*Exercise aim*
After finding "Localize blurred background" in the data, write out its line and all following lines without change, up to and including the last one. Leave out pictures.

── Data for review

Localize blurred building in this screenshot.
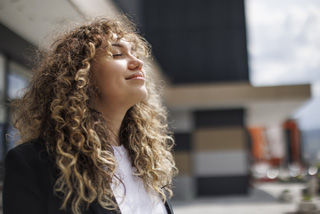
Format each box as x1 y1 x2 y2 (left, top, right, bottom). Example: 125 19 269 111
115 0 311 199
302 129 320 165
0 0 311 201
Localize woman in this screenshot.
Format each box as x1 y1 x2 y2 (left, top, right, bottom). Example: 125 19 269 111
3 17 177 214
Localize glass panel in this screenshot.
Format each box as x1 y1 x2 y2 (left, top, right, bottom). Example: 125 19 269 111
0 53 5 163
0 53 5 124
0 123 4 162
8 73 29 99
8 61 30 99
7 124 19 152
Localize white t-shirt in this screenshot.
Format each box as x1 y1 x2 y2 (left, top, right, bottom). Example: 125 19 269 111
111 145 167 214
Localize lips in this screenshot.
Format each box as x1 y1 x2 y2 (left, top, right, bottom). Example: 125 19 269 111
125 72 145 80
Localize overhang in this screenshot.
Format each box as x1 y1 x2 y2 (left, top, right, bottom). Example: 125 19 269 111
164 82 311 126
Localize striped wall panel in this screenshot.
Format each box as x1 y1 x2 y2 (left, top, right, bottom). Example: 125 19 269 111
174 152 192 176
169 110 194 133
194 150 248 176
197 175 249 196
169 110 195 199
194 109 244 128
171 108 249 198
172 175 195 200
193 108 249 196
174 133 192 152
194 127 246 151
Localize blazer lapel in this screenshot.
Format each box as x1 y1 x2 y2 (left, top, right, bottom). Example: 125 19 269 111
87 197 121 214
163 190 174 214
164 199 174 214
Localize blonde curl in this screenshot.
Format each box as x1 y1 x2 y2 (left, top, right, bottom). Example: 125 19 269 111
11 17 177 214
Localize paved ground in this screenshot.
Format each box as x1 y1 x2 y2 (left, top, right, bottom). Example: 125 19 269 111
171 182 320 214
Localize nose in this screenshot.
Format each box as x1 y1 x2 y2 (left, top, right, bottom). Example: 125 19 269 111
128 55 144 71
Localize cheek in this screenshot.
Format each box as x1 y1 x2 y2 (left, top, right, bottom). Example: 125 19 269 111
92 68 121 97
92 62 114 85
101 61 127 79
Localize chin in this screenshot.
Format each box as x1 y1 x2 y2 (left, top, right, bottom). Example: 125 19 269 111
127 86 148 105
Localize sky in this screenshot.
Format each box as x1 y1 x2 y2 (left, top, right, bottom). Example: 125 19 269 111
245 0 320 130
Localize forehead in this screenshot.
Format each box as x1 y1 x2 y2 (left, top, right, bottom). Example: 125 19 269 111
110 34 134 49
111 40 133 50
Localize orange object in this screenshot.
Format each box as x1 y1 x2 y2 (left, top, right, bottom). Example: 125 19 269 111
248 127 265 161
283 120 301 163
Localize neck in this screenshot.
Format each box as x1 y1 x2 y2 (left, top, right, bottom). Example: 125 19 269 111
95 104 128 147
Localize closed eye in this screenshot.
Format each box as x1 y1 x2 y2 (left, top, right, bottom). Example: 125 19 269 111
112 54 123 57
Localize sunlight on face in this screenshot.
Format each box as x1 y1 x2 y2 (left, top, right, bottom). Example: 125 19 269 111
91 37 148 112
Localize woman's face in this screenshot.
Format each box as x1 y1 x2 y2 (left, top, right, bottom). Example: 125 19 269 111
91 38 148 111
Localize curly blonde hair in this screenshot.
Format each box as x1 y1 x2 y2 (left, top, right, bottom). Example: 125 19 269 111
11 17 177 214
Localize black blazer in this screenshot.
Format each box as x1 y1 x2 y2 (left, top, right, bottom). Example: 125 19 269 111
3 139 174 214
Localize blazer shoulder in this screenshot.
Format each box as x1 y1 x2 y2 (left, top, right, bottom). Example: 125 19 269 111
5 138 52 173
8 138 47 157
12 138 46 151
3 139 55 214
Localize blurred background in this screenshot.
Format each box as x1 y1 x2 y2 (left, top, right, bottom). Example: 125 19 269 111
0 0 319 213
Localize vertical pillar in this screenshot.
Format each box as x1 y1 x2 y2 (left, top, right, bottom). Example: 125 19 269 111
0 53 7 163
283 120 301 164
170 110 195 200
193 109 249 196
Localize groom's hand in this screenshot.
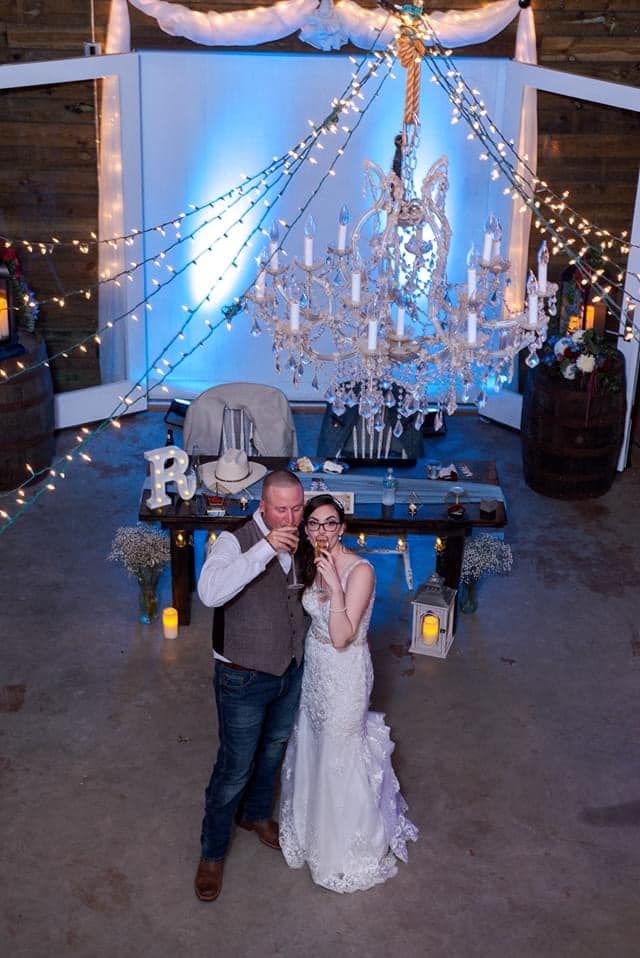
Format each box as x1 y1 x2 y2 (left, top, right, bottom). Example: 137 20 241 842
266 526 300 555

────

*Answer area*
Localize blurred background in this screenshot.
Format each box as x1 y1 x2 y2 (left, top, right, bottom). Example: 125 19 269 111
0 0 319 213
Localize vertical pillar in this screenshot.
Format each box as x1 y1 x2 y2 (left, top, right, bottom). Example: 125 19 269 111
0 53 7 163
283 120 301 164
170 110 195 200
193 109 249 196
Localize groom's hand in this screenshot.
Format each box as x1 y1 x2 y2 (left, top, right, bottom). Example: 137 20 241 842
266 526 300 555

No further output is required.